• TEXT:
Denn so vorhersehbar der Sieg des populären Rutte auch war, so überraschend ihr Zugewinn: 24 der insgesamt 150 Sitze wird D66 künftig im Haager Unterhaus füllen, um fünf mehr als 2017: Sigrid Kaag (59), bisher Außenhandelsministerin in Ruttes Kabinett, war der Star des Abends. Entsprechend ausgelassen feierte die ehemalige UN-Gesandte im Nahen Osten ihren Coup: Ein Video, das sie in der Parteizentrale nach der ersten Hochrechnung auf dem Tisch tanzend zeigt, wurde zum Hit.

Hauptmotivation Corona

Doch auch Rutte, der nun drauf und dran ist, längstdienender Regierungschef in Den Haag zu werden, darf zufrieden auf die Wahl blicken, die – inmitten der Corona-Pandemie – keine allzu großen Veränderungen der politischen Landschaft brachte.

• ZIEL DER ÜBUNG:
Fasse den Absatz im Text, der mit „Denn so vorhersehbar der Sieg“ beginnt, als kurze Stichpunktliste zusammen und behalte dabei die wichtigsten Fakten bei.

• ANGEZEIGTE DATEN:
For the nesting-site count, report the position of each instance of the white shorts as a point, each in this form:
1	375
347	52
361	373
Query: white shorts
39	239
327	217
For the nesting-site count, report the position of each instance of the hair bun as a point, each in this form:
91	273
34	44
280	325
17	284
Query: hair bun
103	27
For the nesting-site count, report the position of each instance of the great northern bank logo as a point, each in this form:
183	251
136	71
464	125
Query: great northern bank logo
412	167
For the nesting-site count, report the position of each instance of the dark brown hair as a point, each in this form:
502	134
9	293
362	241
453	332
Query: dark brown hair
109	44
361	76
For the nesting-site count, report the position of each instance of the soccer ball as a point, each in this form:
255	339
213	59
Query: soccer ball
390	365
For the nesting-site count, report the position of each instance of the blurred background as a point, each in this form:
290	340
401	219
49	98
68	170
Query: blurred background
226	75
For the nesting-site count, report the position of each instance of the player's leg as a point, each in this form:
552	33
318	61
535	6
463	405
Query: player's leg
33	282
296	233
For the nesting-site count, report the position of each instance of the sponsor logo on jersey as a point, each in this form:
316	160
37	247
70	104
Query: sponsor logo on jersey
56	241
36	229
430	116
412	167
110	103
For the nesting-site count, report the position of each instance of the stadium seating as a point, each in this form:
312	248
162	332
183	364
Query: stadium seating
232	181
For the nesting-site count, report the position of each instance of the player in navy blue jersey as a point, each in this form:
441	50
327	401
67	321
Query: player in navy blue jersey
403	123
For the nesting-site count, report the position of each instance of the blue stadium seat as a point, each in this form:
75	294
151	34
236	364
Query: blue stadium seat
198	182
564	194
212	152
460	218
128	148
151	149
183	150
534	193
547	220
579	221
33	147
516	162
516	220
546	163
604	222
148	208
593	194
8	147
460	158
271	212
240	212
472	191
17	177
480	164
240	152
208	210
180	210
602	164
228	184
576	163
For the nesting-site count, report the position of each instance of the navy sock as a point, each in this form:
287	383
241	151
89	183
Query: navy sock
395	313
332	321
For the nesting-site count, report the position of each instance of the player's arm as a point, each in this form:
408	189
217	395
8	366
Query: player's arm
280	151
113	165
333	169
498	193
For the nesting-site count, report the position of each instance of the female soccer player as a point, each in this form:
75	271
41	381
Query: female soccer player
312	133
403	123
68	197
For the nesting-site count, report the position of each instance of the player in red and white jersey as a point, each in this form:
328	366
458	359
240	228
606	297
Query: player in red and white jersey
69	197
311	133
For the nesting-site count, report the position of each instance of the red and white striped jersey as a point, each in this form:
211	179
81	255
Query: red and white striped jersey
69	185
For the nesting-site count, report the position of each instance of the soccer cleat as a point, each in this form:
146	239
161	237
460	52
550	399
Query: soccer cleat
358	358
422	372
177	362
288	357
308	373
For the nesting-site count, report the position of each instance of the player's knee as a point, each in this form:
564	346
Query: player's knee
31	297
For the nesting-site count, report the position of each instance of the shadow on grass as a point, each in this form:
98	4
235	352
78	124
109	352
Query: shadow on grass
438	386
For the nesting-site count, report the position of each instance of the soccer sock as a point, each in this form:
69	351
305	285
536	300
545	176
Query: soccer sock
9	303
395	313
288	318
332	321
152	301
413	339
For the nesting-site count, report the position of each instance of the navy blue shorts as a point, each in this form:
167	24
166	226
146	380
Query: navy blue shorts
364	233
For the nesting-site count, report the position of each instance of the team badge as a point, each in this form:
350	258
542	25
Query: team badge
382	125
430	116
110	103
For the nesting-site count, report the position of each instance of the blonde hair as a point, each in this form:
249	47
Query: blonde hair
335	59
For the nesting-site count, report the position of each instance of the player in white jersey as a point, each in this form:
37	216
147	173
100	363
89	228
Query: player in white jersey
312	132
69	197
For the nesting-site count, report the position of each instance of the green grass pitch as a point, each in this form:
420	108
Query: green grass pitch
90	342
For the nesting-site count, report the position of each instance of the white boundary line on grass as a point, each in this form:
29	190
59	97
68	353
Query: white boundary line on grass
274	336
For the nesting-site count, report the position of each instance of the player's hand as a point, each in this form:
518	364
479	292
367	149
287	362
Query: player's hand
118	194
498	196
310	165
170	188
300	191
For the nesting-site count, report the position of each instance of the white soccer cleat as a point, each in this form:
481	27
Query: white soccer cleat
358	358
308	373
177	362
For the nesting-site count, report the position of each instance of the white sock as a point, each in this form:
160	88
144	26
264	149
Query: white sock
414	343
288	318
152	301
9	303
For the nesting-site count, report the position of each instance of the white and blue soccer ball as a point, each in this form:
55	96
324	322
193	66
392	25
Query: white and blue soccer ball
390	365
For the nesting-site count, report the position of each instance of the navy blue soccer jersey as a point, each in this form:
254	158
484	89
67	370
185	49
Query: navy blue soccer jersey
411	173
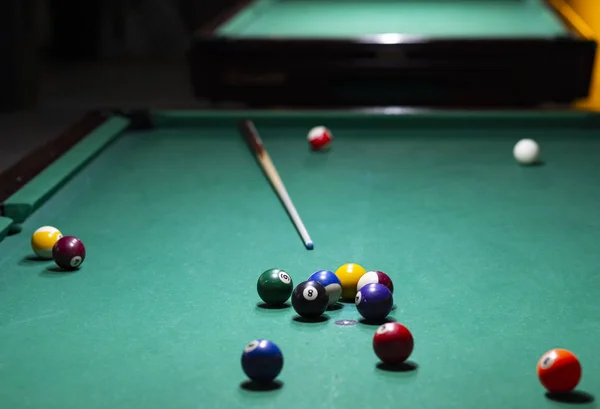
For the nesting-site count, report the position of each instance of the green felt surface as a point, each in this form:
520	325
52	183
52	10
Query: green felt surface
355	18
5	224
493	264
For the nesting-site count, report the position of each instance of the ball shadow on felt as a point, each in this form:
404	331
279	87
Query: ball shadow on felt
265	306
376	323
573	397
316	320
407	366
33	259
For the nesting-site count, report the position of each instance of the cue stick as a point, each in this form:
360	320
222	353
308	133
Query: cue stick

• SCHRIFTLICHE ANTWORT:
- Ruttes Sieg war vorhersehbar, der Zugewinn von D66 dagegen überraschend.
- D66 wird künftig 24 der 150 Sitze im Haager Unterhaus besetzen, fünf mehr als 2017.
- Sigrid Kaag (59), bisher Außenhandelsministerin in Ruttes Kabinett, war der Star des Abends.
- Die ehemalige UN-Gesandte im Nahen Osten feierte ausgelassen.
- Ein Video, das sie nach der ersten Hochrechnung in der Parteizentrale tanzend auf dem Tisch zeigt, wurde zum Hit.